## START RECORDS FOR THE TASK

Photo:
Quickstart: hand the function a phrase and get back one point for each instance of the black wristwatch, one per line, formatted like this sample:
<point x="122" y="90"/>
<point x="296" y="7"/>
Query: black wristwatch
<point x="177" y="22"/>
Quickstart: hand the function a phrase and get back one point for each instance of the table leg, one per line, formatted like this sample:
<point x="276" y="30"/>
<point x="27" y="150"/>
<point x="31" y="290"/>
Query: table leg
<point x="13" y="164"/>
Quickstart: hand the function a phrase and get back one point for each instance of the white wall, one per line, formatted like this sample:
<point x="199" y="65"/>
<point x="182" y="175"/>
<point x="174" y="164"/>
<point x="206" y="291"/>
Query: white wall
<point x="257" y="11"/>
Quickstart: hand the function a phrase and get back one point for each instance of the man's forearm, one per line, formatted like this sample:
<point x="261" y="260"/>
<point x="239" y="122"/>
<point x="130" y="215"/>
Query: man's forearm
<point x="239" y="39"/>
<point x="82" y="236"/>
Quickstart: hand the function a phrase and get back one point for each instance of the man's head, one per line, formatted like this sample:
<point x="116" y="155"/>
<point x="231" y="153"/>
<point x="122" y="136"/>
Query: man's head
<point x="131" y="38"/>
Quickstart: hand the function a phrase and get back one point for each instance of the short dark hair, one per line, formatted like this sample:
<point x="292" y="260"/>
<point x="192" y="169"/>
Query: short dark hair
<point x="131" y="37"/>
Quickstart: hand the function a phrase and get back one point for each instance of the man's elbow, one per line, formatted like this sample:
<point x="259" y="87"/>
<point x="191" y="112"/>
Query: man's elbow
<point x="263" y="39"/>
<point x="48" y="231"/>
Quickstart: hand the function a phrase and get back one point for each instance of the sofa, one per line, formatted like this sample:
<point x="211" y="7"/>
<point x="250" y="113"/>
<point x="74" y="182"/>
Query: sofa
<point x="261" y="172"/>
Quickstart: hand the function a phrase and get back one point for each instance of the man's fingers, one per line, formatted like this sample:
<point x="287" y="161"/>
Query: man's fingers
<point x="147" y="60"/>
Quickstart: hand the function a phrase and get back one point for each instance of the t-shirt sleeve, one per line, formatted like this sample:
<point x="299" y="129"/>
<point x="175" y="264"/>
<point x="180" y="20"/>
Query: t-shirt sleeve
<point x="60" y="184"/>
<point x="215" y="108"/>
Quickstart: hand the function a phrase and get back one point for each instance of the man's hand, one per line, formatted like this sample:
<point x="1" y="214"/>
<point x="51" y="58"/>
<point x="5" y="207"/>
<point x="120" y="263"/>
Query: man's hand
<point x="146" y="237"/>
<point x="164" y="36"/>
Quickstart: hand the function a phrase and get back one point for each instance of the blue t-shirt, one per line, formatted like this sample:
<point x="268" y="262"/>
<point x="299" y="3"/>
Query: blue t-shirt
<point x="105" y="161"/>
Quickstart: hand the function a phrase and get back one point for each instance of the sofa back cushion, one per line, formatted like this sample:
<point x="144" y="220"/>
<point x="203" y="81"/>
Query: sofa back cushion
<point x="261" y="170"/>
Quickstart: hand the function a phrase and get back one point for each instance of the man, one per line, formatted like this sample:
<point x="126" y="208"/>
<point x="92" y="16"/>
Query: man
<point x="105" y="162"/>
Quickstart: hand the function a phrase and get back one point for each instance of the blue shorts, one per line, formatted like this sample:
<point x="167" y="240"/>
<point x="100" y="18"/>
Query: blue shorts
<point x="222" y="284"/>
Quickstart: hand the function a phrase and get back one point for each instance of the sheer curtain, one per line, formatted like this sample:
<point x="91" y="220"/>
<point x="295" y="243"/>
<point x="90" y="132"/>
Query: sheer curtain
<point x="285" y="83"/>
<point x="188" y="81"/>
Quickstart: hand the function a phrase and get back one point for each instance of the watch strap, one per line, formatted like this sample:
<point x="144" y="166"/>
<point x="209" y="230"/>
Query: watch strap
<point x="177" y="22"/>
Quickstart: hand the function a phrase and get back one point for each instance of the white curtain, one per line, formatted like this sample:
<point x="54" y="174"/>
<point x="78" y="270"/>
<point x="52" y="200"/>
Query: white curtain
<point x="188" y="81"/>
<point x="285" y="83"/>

## END RECORDS FOR THE TASK

Copy every line of the records above verbatim, from the first line to the last.

Photo:
Quickstart: hand the function a phrase and get back one point for each instance of the black wristwatch, one per line, formatted like this sample:
<point x="122" y="90"/>
<point x="296" y="7"/>
Query: black wristwatch
<point x="177" y="22"/>
Quickstart: hand the function a phrase and get back one point for each instance of the table leg, one per line, formatted like this sample:
<point x="276" y="30"/>
<point x="27" y="150"/>
<point x="31" y="290"/>
Query: table leg
<point x="13" y="164"/>
Quickstart: hand the function a phrase and get back one point for each instance of the white wall, one per line, formatted like this sample:
<point x="199" y="65"/>
<point x="182" y="175"/>
<point x="174" y="164"/>
<point x="206" y="291"/>
Query: white wall
<point x="257" y="11"/>
Quickstart: hand the function a phrase and get back one point for each instance of the man's forearm, one per line, formatted like this sample:
<point x="261" y="260"/>
<point x="239" y="122"/>
<point x="130" y="215"/>
Query: man's forearm
<point x="239" y="39"/>
<point x="82" y="236"/>
Quickstart: hand the function a phrase and get back one point for each instance of the man's head, one per line, formatted like this sample:
<point x="116" y="155"/>
<point x="231" y="153"/>
<point x="122" y="136"/>
Query: man's head
<point x="131" y="38"/>
Quickstart: hand the function a phrase and get back one point for each instance of the short dark hair, one per line, formatted like this sample:
<point x="292" y="260"/>
<point x="192" y="169"/>
Query: short dark hair
<point x="131" y="37"/>
Quickstart: hand the function a phrase and get back one point for each instance of the man's elbow, one per line, formatted like this sample:
<point x="259" y="87"/>
<point x="191" y="112"/>
Query: man's elbow
<point x="263" y="39"/>
<point x="48" y="231"/>
Quickstart: hand the function a phrase and get back one point for each instance of the sofa, one per line, formatted like this sample:
<point x="211" y="7"/>
<point x="250" y="113"/>
<point x="74" y="182"/>
Query: sofa
<point x="261" y="172"/>
Quickstart: hand the function a phrase and get back one point for each instance of the man's fingers, one per line, formatted like this sample:
<point x="287" y="161"/>
Query: man's fingers
<point x="147" y="60"/>
Quickstart: hand the function a phrase and get back one point for each instance of the t-shirt sleeve, one per line, formatted like this sample:
<point x="299" y="129"/>
<point x="175" y="264"/>
<point x="180" y="20"/>
Query: t-shirt sleeve
<point x="60" y="184"/>
<point x="215" y="108"/>
Quickstart: hand the function a phrase and get back one point for each instance of the man's hand, one per line, formatted like this sample:
<point x="1" y="214"/>
<point x="51" y="58"/>
<point x="5" y="207"/>
<point x="120" y="263"/>
Query: man's hand
<point x="146" y="237"/>
<point x="164" y="36"/>
Quickstart: hand the function a phrase and get back one point for each instance of the blue t-shirt, one per line, formatted like this sample:
<point x="268" y="262"/>
<point x="299" y="3"/>
Query: blue t-shirt
<point x="105" y="161"/>
Quickstart: hand the function a phrase and get back one point for each instance of the sofa back cushion, one per line, formatted like this sample:
<point x="144" y="220"/>
<point x="203" y="81"/>
Query: sofa back cushion
<point x="261" y="170"/>
Quickstart: hand the function a phrase and get back one point for each instance of the man, one per line, formatted like this sample:
<point x="126" y="208"/>
<point x="92" y="16"/>
Query: man
<point x="105" y="162"/>
Quickstart: hand the function a phrase and get back one point for each instance of the blue shorts, one per line, formatted like this sample:
<point x="167" y="240"/>
<point x="100" y="18"/>
Query: blue shorts
<point x="222" y="284"/>
Quickstart: hand the function a phrase and get back one point for each instance of the sheer curtain, one per line, formatted like this sample:
<point x="91" y="220"/>
<point x="295" y="243"/>
<point x="90" y="132"/>
Query: sheer curtain
<point x="285" y="83"/>
<point x="188" y="81"/>
Quickstart: hand the function a phrase and get back one point for each instance of the watch strap, one per line, formatted like this sample:
<point x="144" y="166"/>
<point x="209" y="230"/>
Query: watch strap
<point x="177" y="22"/>
Quickstart: hand the function a phrase and get back one point for each instance of the white curtain, one per line, formatted like this sample:
<point x="54" y="174"/>
<point x="78" y="270"/>
<point x="52" y="200"/>
Query: white curtain
<point x="188" y="81"/>
<point x="285" y="83"/>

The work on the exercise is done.